__TEXT EXTRACT__.
- Starring: Denise Coffey; Eric Idle; David Jason; Terry Jones; Michael Palin; Bonzo Dog Doo-Dah Band;
- Country of origin: United Kingdom
- Original language: English
- No. of series: 2
- No. of episodes: 29

Production
- Executive producers: Humphrey Barclay (series 1); Ian Davidson (series 2);
- Production locations: Wembley Studios (Series 1); Teddington Studios (Series 2);
- Running time: c. 25 minutes (excluding commercials)
- Production companies: Rediffusion London (Series 1); Thames Television (Series 2);

Original release
- Network: ITV
- Release: 26 December 1967 – 14 May 1969

Related
- At Last the 1948 Show (1967)

= Do Not Adjust Your Set =

British television series

Do Not Adjust Your Set is a British television series produced originally by Rediffusion, London, and then by the fledgling Thames Television for British commercial television channel ITV from 26 December 1967 to 14 May 1969. The show took its name from the message (frequently seen on the TV screen in those days) that was displayed when there was a problem with transmission or technical difficulties.

__EXTRACTED ENTRIES__.
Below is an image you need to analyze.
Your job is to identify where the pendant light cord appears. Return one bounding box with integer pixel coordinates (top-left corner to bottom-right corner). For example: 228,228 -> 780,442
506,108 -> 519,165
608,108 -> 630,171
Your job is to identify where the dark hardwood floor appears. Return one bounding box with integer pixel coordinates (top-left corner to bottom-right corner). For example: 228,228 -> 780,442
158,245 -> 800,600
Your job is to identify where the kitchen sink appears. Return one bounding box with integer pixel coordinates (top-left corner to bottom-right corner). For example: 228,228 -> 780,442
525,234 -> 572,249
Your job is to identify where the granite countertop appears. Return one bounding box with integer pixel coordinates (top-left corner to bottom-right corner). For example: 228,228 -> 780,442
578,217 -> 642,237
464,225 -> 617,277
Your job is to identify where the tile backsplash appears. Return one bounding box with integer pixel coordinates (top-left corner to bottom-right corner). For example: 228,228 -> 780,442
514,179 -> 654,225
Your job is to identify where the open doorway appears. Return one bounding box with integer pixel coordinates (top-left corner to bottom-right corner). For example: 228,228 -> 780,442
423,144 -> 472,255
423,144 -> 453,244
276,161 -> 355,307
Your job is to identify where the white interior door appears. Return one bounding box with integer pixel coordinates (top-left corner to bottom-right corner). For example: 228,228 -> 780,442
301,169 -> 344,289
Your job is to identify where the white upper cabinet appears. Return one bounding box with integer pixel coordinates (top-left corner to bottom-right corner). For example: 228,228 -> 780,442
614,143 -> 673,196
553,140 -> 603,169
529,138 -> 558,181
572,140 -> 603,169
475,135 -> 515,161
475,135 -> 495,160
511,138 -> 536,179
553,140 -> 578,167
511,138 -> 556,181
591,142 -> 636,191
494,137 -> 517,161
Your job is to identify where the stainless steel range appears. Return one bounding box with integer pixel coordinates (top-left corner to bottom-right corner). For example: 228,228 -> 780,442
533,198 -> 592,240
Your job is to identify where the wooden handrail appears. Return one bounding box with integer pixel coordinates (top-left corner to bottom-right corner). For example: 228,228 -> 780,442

__YOUR INSTRUCTIONS__. Reproduce the text about the television series Do Not Adjust Your Set in full, word for word.

__EXERCISE OUTPUT__.
- Starring: Denise Coffey; Eric Idle; David Jason; Terry Jones; Michael Palin; Bonzo Dog Doo-Dah Band;
- Country of origin: United Kingdom
- Original language: English
- No. of series: 2
- No. of episodes: 29

Production
- Executive producers: Humphrey Barclay (series 1); Ian Davidson (series 2);
- Production locations: Wembley Studios (Series 1); Teddington Studios (Series 2);
- Running time: c. 25 minutes (excluding commercials)
- Production companies: Rediffusion London (Series 1); Thames Television (Series 2);

Original release
- Network: ITV
- Release: 26 December 1967 – 14 May 1969

Related
- At Last the 1948 Show (1967)

= Do Not Adjust Your Set =

British television series

Do Not Adjust Your Set is a British television series produced originally by Rediffusion, London, and then by the fledgling Thames Television for British commercial television channel ITV from 26 December 1967 to 14 May 1969. The show took its name from the message (frequently seen on the TV screen in those days) that was displayed when there was a problem with transmission or technical difficulties.